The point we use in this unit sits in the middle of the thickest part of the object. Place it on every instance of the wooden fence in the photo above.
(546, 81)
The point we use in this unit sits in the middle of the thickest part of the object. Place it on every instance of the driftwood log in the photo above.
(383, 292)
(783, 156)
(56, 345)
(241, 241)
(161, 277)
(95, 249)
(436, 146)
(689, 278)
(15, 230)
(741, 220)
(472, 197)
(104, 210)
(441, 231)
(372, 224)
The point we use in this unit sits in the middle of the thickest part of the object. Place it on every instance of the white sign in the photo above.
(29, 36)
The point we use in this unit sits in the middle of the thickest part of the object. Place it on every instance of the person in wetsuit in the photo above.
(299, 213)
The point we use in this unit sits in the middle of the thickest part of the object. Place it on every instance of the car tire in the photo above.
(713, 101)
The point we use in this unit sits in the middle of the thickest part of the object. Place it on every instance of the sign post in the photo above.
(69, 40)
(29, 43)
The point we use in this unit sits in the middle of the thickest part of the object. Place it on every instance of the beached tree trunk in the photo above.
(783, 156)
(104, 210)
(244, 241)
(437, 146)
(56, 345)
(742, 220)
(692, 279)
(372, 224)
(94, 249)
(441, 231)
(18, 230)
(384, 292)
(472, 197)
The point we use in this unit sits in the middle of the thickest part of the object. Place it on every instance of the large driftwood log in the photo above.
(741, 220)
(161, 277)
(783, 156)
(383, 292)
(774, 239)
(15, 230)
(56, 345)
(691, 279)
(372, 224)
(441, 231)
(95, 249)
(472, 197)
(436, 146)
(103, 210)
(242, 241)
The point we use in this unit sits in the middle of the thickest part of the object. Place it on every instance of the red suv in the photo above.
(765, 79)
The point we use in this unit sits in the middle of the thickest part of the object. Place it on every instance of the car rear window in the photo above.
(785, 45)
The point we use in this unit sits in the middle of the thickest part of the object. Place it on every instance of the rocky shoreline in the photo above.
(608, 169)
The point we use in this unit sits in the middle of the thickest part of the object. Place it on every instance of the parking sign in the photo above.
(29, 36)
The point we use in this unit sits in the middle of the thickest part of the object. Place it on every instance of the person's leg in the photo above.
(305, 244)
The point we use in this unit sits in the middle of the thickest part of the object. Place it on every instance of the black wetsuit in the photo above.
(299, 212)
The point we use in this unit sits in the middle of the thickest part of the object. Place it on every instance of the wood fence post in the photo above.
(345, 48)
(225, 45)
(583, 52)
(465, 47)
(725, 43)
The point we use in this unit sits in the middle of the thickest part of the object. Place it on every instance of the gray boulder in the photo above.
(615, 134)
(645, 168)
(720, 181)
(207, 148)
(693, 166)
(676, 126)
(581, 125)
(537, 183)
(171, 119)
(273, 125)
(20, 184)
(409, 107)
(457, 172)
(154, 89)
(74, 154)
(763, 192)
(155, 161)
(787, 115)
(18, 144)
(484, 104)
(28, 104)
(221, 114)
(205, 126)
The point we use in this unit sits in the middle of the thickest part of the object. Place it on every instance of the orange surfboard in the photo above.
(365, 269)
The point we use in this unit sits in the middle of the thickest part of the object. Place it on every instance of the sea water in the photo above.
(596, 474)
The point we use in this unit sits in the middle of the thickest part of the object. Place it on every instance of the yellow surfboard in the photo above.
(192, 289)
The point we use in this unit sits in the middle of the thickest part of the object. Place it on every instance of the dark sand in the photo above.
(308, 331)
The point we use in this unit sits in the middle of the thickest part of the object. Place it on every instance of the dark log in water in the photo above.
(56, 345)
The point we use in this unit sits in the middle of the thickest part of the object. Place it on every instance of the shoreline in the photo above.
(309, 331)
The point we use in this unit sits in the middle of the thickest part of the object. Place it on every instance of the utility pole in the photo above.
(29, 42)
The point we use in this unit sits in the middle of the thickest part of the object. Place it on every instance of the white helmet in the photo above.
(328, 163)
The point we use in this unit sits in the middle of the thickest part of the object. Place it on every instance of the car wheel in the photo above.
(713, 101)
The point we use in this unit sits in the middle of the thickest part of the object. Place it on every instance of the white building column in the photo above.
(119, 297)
================
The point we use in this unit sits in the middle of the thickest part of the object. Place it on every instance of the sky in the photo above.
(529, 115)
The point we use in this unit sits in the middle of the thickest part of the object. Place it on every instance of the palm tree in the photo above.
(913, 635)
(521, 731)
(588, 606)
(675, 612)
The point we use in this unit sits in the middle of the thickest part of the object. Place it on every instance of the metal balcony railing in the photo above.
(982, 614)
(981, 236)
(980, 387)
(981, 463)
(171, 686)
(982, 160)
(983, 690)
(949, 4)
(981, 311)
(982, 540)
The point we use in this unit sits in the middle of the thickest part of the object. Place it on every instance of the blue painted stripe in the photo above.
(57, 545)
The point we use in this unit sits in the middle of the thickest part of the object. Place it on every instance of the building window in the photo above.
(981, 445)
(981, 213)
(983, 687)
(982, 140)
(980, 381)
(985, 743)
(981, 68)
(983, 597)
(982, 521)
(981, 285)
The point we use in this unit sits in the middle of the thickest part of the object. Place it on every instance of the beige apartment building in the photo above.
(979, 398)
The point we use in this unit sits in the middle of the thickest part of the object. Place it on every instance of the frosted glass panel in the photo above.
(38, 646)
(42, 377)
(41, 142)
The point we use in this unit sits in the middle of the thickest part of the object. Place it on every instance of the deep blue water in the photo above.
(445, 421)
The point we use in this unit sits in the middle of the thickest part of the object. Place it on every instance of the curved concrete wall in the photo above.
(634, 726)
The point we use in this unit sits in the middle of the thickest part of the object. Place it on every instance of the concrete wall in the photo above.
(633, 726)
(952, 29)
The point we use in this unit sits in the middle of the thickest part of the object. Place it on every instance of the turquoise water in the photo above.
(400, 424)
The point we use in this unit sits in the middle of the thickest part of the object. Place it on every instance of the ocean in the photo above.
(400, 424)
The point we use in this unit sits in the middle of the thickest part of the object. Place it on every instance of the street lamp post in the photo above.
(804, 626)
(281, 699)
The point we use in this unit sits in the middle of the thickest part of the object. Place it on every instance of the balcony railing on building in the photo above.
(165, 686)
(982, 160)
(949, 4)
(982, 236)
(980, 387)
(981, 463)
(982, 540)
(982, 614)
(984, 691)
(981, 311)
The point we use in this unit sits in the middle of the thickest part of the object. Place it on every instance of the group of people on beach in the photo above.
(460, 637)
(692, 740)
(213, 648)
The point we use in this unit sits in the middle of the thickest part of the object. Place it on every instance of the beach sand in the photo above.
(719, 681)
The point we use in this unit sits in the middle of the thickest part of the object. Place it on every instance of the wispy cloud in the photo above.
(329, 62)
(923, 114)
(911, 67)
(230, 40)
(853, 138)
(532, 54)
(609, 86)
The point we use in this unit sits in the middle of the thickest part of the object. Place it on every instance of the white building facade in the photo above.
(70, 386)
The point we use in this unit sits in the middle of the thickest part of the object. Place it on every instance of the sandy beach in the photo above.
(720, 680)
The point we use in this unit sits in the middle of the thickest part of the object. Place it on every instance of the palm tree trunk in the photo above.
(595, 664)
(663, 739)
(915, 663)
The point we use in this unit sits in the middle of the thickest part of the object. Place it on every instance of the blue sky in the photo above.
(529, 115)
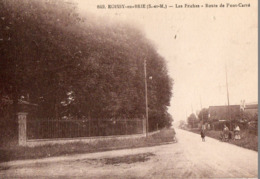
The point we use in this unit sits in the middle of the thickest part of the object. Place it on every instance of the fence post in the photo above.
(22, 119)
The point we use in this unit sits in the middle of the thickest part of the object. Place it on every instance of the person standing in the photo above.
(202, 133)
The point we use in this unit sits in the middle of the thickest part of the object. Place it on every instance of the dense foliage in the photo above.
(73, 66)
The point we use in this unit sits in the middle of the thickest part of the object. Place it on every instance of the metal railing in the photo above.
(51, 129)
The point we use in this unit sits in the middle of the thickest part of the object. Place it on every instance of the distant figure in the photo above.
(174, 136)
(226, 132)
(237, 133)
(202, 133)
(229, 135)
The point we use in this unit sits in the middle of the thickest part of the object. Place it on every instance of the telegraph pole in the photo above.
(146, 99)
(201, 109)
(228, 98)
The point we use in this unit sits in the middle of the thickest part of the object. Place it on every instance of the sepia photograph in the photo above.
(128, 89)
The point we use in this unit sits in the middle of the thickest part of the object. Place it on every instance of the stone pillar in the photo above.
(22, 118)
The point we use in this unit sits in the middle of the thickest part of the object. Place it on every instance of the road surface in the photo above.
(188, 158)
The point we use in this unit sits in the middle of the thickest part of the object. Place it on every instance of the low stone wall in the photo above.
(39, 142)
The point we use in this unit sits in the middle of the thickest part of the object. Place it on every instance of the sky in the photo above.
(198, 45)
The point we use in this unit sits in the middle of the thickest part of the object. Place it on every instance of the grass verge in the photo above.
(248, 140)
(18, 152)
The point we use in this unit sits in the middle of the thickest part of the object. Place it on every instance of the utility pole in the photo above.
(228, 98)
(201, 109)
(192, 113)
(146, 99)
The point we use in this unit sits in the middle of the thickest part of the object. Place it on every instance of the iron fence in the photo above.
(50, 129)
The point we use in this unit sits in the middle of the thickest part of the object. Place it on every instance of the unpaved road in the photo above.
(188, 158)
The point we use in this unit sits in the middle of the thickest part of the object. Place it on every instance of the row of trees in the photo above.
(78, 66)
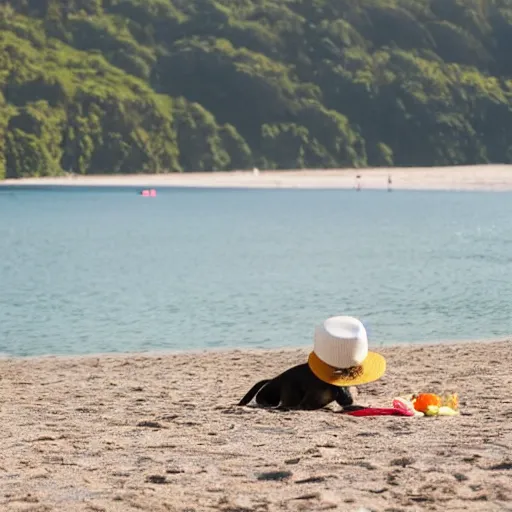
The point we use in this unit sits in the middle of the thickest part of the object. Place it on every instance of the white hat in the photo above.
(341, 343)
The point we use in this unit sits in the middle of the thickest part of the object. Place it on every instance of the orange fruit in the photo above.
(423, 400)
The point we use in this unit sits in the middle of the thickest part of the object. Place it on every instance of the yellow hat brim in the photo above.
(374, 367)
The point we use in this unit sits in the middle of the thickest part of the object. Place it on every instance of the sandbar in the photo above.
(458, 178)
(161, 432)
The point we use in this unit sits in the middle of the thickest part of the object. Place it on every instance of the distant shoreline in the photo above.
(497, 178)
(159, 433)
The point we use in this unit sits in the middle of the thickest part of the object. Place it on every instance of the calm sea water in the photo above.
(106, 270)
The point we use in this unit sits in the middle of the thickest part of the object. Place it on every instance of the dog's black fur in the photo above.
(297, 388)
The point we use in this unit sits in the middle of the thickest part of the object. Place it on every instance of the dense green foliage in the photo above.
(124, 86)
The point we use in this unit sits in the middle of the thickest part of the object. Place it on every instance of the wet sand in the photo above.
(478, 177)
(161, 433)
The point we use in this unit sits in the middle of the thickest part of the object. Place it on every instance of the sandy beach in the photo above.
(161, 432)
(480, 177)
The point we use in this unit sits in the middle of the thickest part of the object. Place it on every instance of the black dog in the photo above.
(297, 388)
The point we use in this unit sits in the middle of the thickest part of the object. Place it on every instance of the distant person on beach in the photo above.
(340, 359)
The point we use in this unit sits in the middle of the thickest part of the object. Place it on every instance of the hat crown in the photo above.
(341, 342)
================
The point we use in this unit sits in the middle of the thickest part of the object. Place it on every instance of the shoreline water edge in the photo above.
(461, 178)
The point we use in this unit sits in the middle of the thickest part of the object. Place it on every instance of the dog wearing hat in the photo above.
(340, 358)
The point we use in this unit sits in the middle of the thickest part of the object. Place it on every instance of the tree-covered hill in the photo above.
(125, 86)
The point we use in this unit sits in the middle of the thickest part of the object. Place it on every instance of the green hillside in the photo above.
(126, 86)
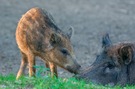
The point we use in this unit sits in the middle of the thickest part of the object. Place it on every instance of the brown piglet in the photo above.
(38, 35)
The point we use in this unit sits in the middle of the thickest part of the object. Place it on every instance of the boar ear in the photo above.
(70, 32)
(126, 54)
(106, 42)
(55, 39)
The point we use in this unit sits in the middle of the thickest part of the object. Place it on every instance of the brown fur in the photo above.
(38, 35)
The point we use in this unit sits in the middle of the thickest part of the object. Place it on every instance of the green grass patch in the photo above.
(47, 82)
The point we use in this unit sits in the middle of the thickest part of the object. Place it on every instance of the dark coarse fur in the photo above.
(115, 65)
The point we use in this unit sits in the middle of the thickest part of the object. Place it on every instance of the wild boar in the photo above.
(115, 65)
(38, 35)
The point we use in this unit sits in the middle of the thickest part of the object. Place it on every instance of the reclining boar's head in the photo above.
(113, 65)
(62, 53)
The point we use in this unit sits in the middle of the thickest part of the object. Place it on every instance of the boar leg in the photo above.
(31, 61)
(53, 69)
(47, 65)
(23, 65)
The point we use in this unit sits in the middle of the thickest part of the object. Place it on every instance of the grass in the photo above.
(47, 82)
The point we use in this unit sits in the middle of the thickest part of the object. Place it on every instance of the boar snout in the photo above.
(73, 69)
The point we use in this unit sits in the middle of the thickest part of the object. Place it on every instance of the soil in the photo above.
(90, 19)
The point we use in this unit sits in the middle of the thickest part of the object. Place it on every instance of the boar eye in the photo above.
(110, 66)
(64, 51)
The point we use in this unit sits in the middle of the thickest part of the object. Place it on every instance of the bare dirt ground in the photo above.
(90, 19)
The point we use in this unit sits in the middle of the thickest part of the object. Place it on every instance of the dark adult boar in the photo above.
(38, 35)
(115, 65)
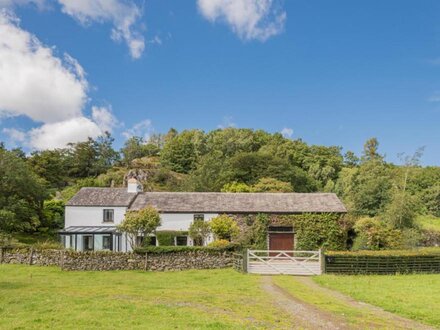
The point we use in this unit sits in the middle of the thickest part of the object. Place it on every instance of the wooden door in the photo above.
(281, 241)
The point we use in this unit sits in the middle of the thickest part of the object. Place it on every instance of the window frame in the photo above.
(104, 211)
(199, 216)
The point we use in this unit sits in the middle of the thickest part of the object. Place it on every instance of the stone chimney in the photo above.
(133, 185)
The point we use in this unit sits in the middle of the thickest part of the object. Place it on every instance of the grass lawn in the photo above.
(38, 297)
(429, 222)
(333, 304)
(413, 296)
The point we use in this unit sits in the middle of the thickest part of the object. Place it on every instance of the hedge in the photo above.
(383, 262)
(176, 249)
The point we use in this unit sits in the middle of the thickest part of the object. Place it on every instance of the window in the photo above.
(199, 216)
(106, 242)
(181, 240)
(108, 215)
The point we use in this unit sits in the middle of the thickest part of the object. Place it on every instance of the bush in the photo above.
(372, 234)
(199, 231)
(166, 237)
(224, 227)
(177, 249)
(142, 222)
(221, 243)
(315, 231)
================
■ **Goal of the exercise**
Please pick out every line in the records above that contains the word "foliage". Case counts.

■ **Correct answer**
The point we use in this unit sits in the middle of the thickest part of the object. Place it on every instance of the dense foliage in the photo above.
The point we use in this unit sits in the middle of the thickest part of the object. Place it on every instance of the dense green foliage in the photo above.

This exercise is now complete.